What you have to do
The reply should contain every line of the data, repeated exactly, and no pictures.

Recorded information

☆ ☆ ☆

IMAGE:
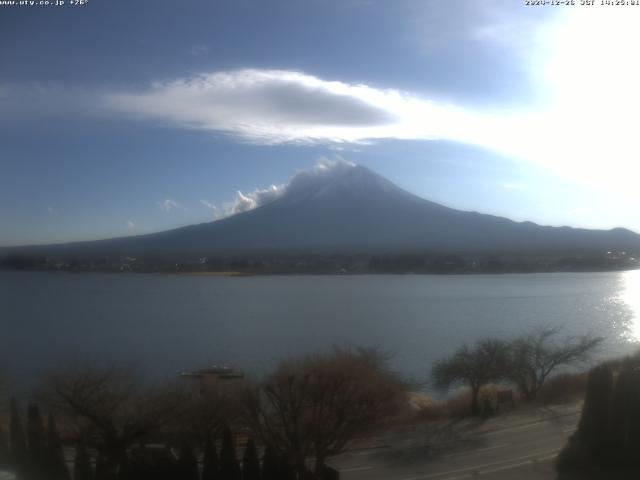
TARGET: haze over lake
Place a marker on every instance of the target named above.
(171, 323)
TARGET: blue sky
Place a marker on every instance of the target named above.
(120, 117)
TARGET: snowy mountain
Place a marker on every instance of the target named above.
(350, 209)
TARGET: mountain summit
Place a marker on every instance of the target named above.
(345, 208)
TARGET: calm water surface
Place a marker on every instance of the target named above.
(171, 323)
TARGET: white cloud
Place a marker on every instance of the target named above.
(277, 106)
(169, 205)
(244, 202)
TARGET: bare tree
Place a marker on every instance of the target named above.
(314, 407)
(109, 404)
(535, 355)
(475, 366)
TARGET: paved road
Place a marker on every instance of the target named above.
(518, 445)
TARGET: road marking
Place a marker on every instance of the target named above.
(511, 429)
(355, 469)
(471, 452)
(471, 469)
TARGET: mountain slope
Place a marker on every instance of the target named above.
(349, 209)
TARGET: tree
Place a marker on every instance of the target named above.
(57, 465)
(18, 443)
(229, 468)
(314, 407)
(115, 406)
(188, 463)
(4, 450)
(475, 366)
(535, 355)
(269, 464)
(82, 464)
(210, 467)
(250, 462)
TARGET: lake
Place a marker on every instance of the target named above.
(171, 323)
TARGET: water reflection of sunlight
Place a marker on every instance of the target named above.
(631, 297)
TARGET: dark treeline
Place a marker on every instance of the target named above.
(330, 264)
(607, 441)
(525, 362)
(103, 423)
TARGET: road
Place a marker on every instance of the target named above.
(516, 445)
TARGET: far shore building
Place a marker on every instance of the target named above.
(216, 380)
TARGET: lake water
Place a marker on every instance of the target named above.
(171, 323)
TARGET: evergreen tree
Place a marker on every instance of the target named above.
(124, 469)
(286, 470)
(37, 447)
(57, 465)
(229, 468)
(210, 467)
(188, 463)
(250, 462)
(4, 450)
(269, 464)
(18, 444)
(102, 470)
(593, 427)
(82, 464)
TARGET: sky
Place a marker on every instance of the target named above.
(123, 118)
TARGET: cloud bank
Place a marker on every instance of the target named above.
(278, 106)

☆ ☆ ☆

Exercise solution
IMAGE:
TARGET: haze over lake
Place a marker on every instance of the target named above.
(171, 323)
TARGET: blue sky
Place a marker on every instance of the target named above.
(120, 117)
TARGET: snowy mountain
Place a marker on every instance of the target named above.
(350, 209)
TARGET: mountain summit
Place a marker on every instance of the target named above.
(345, 208)
TARGET: calm water surface
Place a marker on every instance of the target named above.
(171, 323)
TARGET: white cloud
Place a marker on every instance of the target named above.
(277, 106)
(169, 205)
(244, 202)
TARGET: bare tree
Place a marker on every instance of the target named above.
(314, 407)
(109, 404)
(535, 355)
(475, 366)
TARGET: paved road
Place a marker on every instance of the target named above.
(518, 445)
TARGET: road marking
Place a marker on every instance of the target named above.
(511, 429)
(355, 469)
(471, 452)
(471, 469)
TARGET: mountain slope
Place a marker on every instance of the target named above.
(349, 209)
TARGET: tree
Place a marker on every instance of the target named above.
(57, 465)
(18, 443)
(229, 468)
(314, 407)
(115, 406)
(188, 463)
(4, 450)
(475, 366)
(535, 355)
(269, 464)
(82, 464)
(210, 467)
(250, 462)
TARGET: lake
Place a marker on every instance of the target named above.
(171, 323)
TARGET: water reflection of sunlight
Place a marker on every instance of the target named above.
(631, 297)
TARGET: dark treeline
Place a marker on every instance of the target named above.
(330, 264)
(607, 441)
(525, 362)
(103, 423)
TARGET: road
Place a marker on every instance of the target named above.
(516, 445)
TARGET: far shore building
Place a marker on every instance of the target named above.
(216, 380)
TARGET: lake water
Place a marker on every instance of the target named above.
(171, 323)
TARGET: evergreen tree
Place a marker on every instance of the target named above.
(124, 469)
(286, 470)
(37, 447)
(57, 465)
(229, 468)
(210, 467)
(188, 463)
(250, 462)
(4, 450)
(269, 464)
(18, 444)
(102, 470)
(593, 427)
(82, 464)
TARGET: sky
Place a marker on every instance of the target named above.
(123, 118)
TARGET: cloud bank
Place a marker on every instance of the target named above.
(278, 106)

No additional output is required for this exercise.